> Records for the exercise
►

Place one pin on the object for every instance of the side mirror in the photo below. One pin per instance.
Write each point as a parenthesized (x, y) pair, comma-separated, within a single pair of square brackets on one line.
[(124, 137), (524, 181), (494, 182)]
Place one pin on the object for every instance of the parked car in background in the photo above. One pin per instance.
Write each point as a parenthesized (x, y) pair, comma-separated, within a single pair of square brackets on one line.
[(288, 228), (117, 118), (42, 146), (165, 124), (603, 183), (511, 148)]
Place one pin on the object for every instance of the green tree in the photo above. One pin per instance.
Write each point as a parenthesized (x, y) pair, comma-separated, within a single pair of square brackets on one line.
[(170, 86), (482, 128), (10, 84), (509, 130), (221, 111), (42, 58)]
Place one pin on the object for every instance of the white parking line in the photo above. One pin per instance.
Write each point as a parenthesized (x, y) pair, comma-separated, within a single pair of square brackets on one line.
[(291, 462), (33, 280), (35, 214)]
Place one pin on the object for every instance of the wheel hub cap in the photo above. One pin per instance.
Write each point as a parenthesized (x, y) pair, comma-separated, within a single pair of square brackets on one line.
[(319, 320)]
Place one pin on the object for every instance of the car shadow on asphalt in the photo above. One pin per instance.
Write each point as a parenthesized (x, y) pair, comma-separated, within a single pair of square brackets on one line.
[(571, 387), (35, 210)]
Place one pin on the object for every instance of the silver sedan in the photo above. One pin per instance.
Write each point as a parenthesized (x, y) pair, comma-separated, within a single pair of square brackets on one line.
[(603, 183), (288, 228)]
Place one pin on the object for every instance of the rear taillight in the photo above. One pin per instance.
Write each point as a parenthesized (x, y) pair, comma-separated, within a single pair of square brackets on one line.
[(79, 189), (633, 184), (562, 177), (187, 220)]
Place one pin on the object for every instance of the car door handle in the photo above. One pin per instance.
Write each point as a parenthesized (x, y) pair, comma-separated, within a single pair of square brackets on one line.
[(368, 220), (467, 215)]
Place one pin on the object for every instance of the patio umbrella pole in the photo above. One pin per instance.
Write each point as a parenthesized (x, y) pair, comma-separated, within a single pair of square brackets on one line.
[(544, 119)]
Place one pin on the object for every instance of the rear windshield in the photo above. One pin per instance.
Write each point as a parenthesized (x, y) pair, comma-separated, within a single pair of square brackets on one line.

◄

> What the task requires
Could you rewrite all of the material above as a Markdown table with two columns, Row and Line, giving each line its own numbered row and leaving out any blank lines?

> Answer in full
| Row | Line |
|---|---|
| 1 | Place one pin on the object for every instance of the side mirror in the photo below. One pin per instance. |
| 2 | Write each point as a parenthesized (x, y) pair, comma-separated, within a single pair of square brackets on one line. |
| 3 | [(124, 137), (524, 181), (494, 182)] |
| 4 | Place one pin on the object for every instance of the parked car in background in the photo above. One pin per instance. |
| 5 | Write each point as a parenthesized (x, y) pair, comma-separated, within a single pair of square brackets on one line. |
| 6 | [(288, 228), (117, 118), (42, 146), (165, 124), (603, 183), (511, 148)] |
| 7 | Place one pin on the object for every instance of the green tree in the photo above. One pin per instance. |
| 8 | Write each point as a parenthesized (x, y) pair, comma-separated, within a single pair of square brackets on one line. |
| 9 | [(170, 86), (482, 128), (10, 84), (509, 130), (221, 111), (42, 58)] |
| 10 | Place one pin on the object for every instance of the white parking line in the photo above. One pin per instance. |
| 11 | Write each point as a parenthesized (x, y) pair, comma-separated, within a single pair of square brackets on one line. |
| 12 | [(291, 462), (33, 280), (35, 214)] |
| 13 | Place one pin on the object for every instance of the wheel hub cap in the photo above. One pin per instance. |
| 14 | Write each point as a parenthesized (x, y) pair, comma-separated, within a single pair of square brackets on one line. |
| 15 | [(319, 320)] |
| 16 | Place one pin on the object for every instance of the car shadow on asphalt in the photo above. One pin per instance. |
| 17 | Write each point as a parenthesized (x, y) pair, comma-separated, within a single pair of square brackets on one line. |
| 18 | [(571, 387), (35, 210)] |
| 19 | Place one pin on the object for every instance of the silver sedan in the photo above. One pin per instance. |
| 20 | Write each point as a parenthesized (x, y) pair, comma-separated, within a single pair of square brackets on one line. |
| 21 | [(603, 183), (288, 228)] |
| 22 | Place one pin on the object for every instance of the rear taillight in the photo above. One pin per instance. |
| 23 | Write each point as a parenthesized (x, y) pair, comma-separated, within a single pair of square brackets on one line. |
| 24 | [(79, 189), (633, 184), (562, 177), (187, 220)] |
| 25 | Place one pin on the object for every instance of the car door handle in the photo above. One pin per instance. |
| 26 | Write each point as a parenthesized (x, y) pair, comma-separated, within a single pair of square brackets on one line. |
| 27 | [(368, 220), (467, 215)] |
| 28 | Place one pin on the object for every instance of the patio umbrella pole in the photo above. One pin per instance. |
| 29 | Write each point as a parenthesized (x, y) pair, comma-separated, within a single pair of square brackets on one line. |
| 30 | [(544, 119)] |
| 31 | Place one pin on the object for every instance of the rear windshield in the photo above. One pin per instance. |
| 32 | Write each point as a parenthesized (x, y) pair, comma-separated, within a single pair of square brackets on one line. |